start

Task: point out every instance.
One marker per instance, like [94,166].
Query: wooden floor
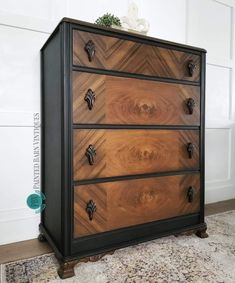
[31,248]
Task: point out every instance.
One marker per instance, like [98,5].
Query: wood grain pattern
[129,56]
[125,203]
[127,152]
[133,101]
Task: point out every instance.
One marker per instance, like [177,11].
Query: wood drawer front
[129,152]
[112,53]
[125,203]
[132,101]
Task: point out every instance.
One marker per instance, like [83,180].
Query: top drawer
[111,53]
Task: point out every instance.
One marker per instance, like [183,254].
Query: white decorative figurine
[131,22]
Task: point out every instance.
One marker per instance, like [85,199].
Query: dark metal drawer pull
[190,149]
[90,98]
[90,49]
[90,154]
[91,209]
[191,68]
[190,104]
[190,194]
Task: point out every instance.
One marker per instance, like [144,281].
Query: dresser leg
[201,233]
[66,269]
[41,237]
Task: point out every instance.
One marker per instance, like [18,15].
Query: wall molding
[28,23]
[16,119]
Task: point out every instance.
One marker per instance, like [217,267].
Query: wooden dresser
[122,140]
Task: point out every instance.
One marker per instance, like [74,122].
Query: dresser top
[128,35]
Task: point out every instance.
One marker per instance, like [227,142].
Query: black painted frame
[103,242]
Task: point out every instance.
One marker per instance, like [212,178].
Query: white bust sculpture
[132,22]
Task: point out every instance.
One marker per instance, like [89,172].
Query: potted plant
[109,20]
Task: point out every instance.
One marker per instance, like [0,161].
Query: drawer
[115,54]
[105,153]
[112,205]
[101,99]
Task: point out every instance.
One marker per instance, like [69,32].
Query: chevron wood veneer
[133,101]
[129,56]
[129,152]
[132,202]
[122,140]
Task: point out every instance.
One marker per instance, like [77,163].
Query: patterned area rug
[168,260]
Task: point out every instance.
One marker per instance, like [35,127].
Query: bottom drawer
[107,206]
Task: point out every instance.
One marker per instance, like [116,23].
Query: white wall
[24,27]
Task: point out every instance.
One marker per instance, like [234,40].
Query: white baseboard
[220,193]
[19,229]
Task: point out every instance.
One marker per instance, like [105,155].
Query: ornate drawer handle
[91,209]
[90,98]
[190,194]
[190,149]
[191,68]
[90,49]
[90,154]
[190,104]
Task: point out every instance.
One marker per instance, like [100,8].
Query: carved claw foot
[41,237]
[66,269]
[201,233]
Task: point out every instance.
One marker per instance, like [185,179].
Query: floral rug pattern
[166,260]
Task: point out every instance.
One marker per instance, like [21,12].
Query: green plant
[108,20]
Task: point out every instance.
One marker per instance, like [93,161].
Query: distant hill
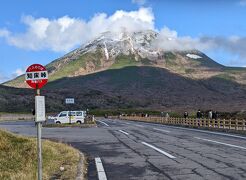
[127,71]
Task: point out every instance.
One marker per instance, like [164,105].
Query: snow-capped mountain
[117,50]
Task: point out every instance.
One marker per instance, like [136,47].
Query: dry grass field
[18,158]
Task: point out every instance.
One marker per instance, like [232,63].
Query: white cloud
[139,2]
[242,2]
[3,78]
[169,40]
[4,33]
[65,33]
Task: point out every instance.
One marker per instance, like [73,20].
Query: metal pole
[39,143]
[39,126]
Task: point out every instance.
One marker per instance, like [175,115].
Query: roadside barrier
[230,124]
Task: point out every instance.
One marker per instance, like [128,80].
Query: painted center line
[139,125]
[217,142]
[208,132]
[162,130]
[124,132]
[159,150]
[103,123]
[100,170]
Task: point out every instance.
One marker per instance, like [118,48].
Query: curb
[80,170]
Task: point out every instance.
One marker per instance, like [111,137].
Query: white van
[70,117]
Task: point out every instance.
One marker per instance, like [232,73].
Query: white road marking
[162,130]
[217,142]
[103,123]
[209,132]
[100,170]
[139,125]
[124,132]
[159,150]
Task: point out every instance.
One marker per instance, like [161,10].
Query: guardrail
[208,123]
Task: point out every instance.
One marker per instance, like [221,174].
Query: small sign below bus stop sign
[69,101]
[36,76]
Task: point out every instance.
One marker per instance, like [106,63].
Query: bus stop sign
[36,76]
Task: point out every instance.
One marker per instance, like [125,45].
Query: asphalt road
[146,151]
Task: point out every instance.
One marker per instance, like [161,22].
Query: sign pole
[39,143]
[36,78]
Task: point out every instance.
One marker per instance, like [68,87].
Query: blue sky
[217,28]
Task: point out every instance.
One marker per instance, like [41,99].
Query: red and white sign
[36,76]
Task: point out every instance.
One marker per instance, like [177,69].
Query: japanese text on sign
[36,75]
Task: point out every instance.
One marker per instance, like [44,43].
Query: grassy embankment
[18,158]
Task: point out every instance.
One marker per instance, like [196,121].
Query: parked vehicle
[70,117]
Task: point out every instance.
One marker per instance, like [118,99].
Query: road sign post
[37,77]
[69,101]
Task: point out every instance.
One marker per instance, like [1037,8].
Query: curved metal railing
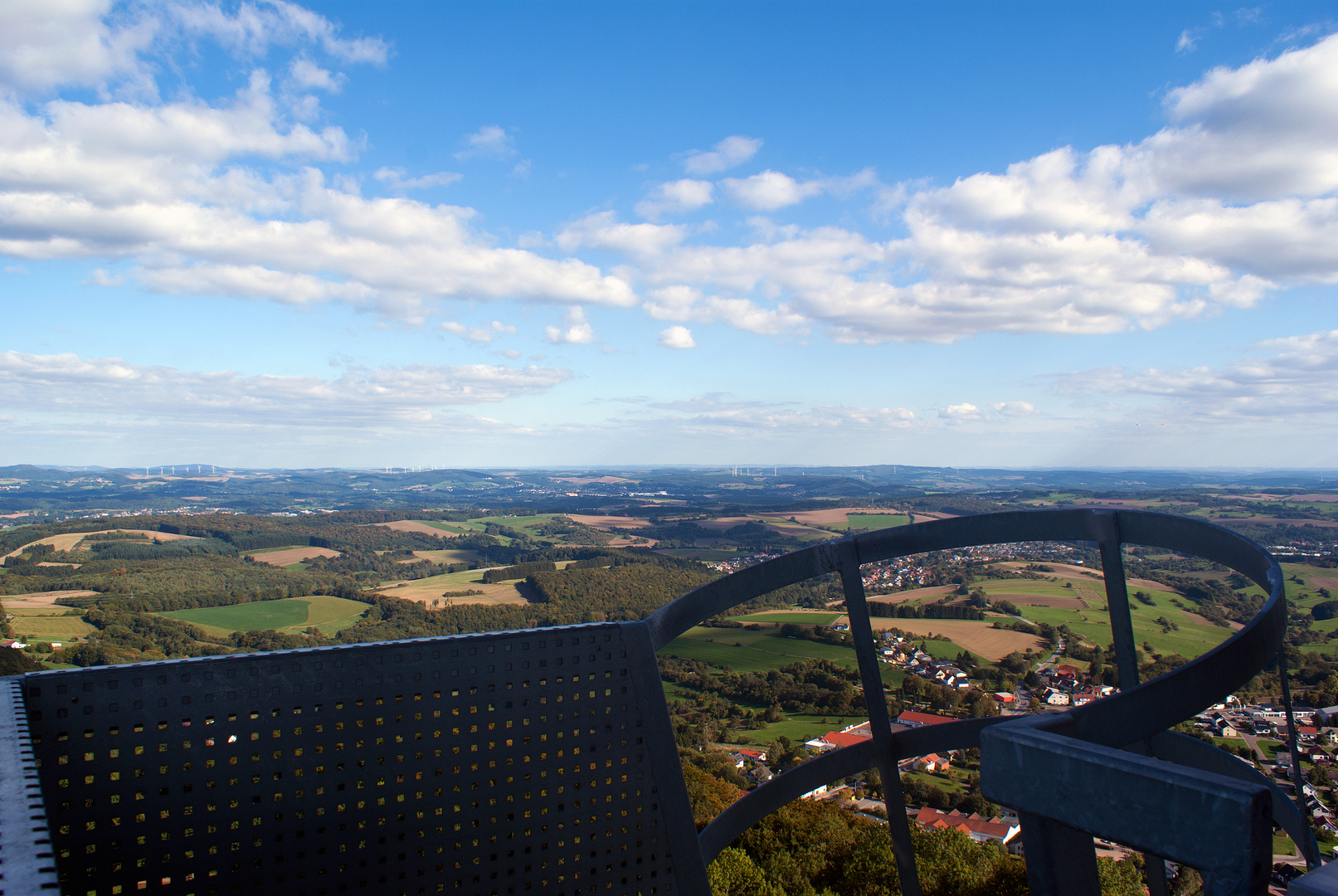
[1136,717]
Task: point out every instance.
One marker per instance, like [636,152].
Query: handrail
[1128,718]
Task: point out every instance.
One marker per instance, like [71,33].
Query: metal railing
[439,764]
[1135,718]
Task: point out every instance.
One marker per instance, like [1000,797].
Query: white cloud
[490,142]
[578,329]
[395,179]
[727,154]
[677,338]
[770,190]
[957,415]
[1235,198]
[713,412]
[48,45]
[359,397]
[1014,408]
[478,334]
[159,185]
[308,75]
[255,27]
[676,197]
[1290,378]
[96,43]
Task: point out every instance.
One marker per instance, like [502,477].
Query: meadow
[325,613]
[759,651]
[47,623]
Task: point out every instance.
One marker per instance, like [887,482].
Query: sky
[537,234]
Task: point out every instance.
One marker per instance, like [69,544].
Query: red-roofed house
[932,762]
[973,825]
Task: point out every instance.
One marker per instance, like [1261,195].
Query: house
[816,792]
[933,762]
[973,825]
[916,720]
[759,775]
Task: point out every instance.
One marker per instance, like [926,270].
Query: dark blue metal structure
[543,760]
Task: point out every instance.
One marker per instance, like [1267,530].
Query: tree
[735,874]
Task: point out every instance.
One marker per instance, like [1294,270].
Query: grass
[50,627]
[803,618]
[874,520]
[1093,625]
[288,614]
[763,650]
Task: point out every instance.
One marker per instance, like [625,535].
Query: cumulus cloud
[578,329]
[677,338]
[67,382]
[1014,408]
[308,75]
[676,197]
[770,190]
[715,411]
[1233,199]
[958,413]
[478,334]
[395,179]
[1286,378]
[727,154]
[489,142]
[161,185]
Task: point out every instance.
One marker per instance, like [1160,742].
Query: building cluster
[902,653]
[918,570]
[736,563]
[1063,686]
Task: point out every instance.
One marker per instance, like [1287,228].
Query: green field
[288,614]
[801,618]
[47,625]
[764,650]
[874,520]
[1093,626]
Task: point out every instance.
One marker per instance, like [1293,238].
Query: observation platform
[543,762]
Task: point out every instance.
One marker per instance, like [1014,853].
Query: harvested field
[69,541]
[611,522]
[830,517]
[902,597]
[41,598]
[626,542]
[602,480]
[1277,520]
[723,523]
[977,637]
[1048,601]
[290,555]
[414,526]
[426,590]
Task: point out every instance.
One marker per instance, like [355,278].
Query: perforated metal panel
[480,764]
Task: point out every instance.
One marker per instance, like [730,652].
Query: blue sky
[541,234]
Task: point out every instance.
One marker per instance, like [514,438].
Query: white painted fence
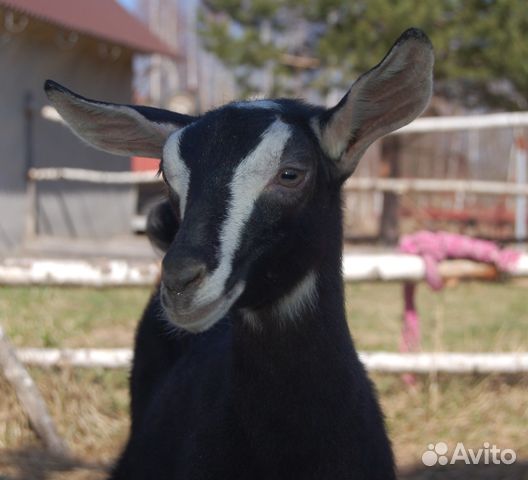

end

Exercise objective:
Select every line in the rows above that contains the word "railing".

Correct response:
Query: curved metal railing
Query: metal railing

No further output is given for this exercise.